Par François Mangin-Sintès.

Disons-le d'entrée, Céline, on l'aime ou on le déteste. A sa parution en 1932, le Voyage provoque un véritable séisme dans le monde de l'édition. On lui reproche sa noirceur et son côté ordurier. Mais ces opinions, qu'elles proviennent de la gauche ou de la droite sont unanimes, l'auteur entre en majesté dans la République des Lettres. La grande nouveauté c'est le style.Céline rompt avec trois siècles de littérature soumise aux règles fondatrices de l'Académie qui avait défini l'usage du bon français. Il n'écrit pas en gants blancs. Il met sa peau sur la table. Son écriture est charnelle, de l'ordre de la sensation. Il met du muscle dans la phrase. Il invente sa langue. Il bouscule la syntaxe. Il transcrit l'oralité dans une langue raffinée et sublime mais virulente et qui fait scandale. Ses phrases sont des jets de lave qui font jaillir la vie et la vérité.

Matériel fourni:
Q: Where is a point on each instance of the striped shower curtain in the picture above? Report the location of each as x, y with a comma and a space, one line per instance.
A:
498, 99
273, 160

Consignes:
1) Modifiez le texte sur Céline de « Disons-le d'entrée, Céline, on » à « et la vérité. » en y remplaçant « séisme » par « bouleversement », puis recopiez ce passage.
2) Poursuivez le texte sur Céline et son Voyage à la suite de sa dernière phrase.

Réponses par consigne:
1)
Disons-le d'entrée, Céline, on l'aime ou on le déteste. A sa parution en 1932, le Voyage provoque un véritable bouleversement dans le monde de l'édition. On lui reproche sa noirceur et son côté ordurier. Mais ces opinions, qu'elles proviennent de la gauche ou de la droite sont unanimes, l'auteur entre en majesté dans la République des Lettres. La grande nouveauté c'est le style.Céline rompt avec trois siècles de littérature soumise aux règles fondatrices de l'Académie qui avait défini l'usage du bon français. Il n'écrit pas en gants blancs. Il met sa peau sur la table. Son écriture est charnelle, de l'ordre de la sensation. Il met du muscle dans la phrase. Il invente sa langue. Il bouscule la syntaxe. Il transcrit l'oralité dans une langue raffinée et sublime mais virulente et qui fait scandale. Ses phrases sont des jets de lave qui font jaillir la vie et la vérité.

2)
Le Voyage au bout de la nuit est une épopée lyrique, une sorte de l'Iliade et l'Odyssée mais sans la présence de Pénélope, qui commence à la veille de la Grande Guerre et qui se termine quelque dix ans après l'armistice de 1918. Ferdinand Bardamu, son héros ou plutôt son anti-héros, toujours prêt à partir avec son barda, Bardamu est un homme égoïste,lâche et trouillard. Il est engagé malgré lui dans des aventures picaresques qui l'entraînent dans des situations dramatiques, irréversibles avec malgré tout, de temps en temps, l'émergence de sentiments d'une délicatesse absolue. Il évolue toujours dans une zone de transit perpétuel. C'est aussi le roman des miséreux, des ouvriers et des petits bourgeois. «C'est l'homme blessé du travail, qui ne sait plus quoi faire et quoi penser». C'est une humanité dégradée qui lui rappelle l'inhumaine condition. C'est le premier roman de l'absurde, celui qui exprime l'épaisseur de l'expérience la plus difficile avec une énergie, une ardeur sans précédent accompagnée parfois d'un rire secondaire, sardonique et grinçant qui contribue à diminuer les tensions trop vives et insupportables. On ne peut plus dépasser la nuit. On arrive au bout. Avec cette hyper-émotivité du style, ce chuchotement, parfois ce cri fébrile et passionné, le tableau de notre humanité baigne dans une lumière blafarde et difficile à supporter. Le roman devient une symphonie émotive. Au début n'était pas le Verbe, disait-il, au début il y avait l'émotion.